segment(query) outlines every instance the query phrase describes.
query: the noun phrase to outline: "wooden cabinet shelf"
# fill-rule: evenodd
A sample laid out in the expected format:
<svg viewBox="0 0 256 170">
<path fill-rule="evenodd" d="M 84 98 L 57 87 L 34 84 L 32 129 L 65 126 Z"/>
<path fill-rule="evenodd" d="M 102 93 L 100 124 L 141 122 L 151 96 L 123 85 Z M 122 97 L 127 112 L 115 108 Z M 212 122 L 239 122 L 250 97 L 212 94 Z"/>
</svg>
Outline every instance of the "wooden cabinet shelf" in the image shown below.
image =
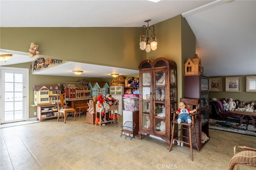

* Exercise: Output each line of the entries above as a numbered list, skipping blank lines and leaving out the pictures.

* Right answer:
1. segment(query) outlines every instance the query phrase describes.
2. query: the noun phrase to outline: "wooden cabinet shelf"
3. # fill-rule: evenodd
4. A sample laid out in the expected format:
5. <svg viewBox="0 0 256 170">
6. <path fill-rule="evenodd" d="M 84 98 L 57 87 L 34 84 L 32 129 L 65 126 Z"/>
7. <path fill-rule="evenodd" d="M 102 93 L 100 124 L 141 122 L 151 96 L 123 85 Z M 122 97 L 127 112 L 115 108 Z M 212 122 L 239 122 L 250 97 L 212 94 Z"/>
8. </svg>
9. Outline every instance of the "wooden cabinet shelf" in the image shown below.
10. image =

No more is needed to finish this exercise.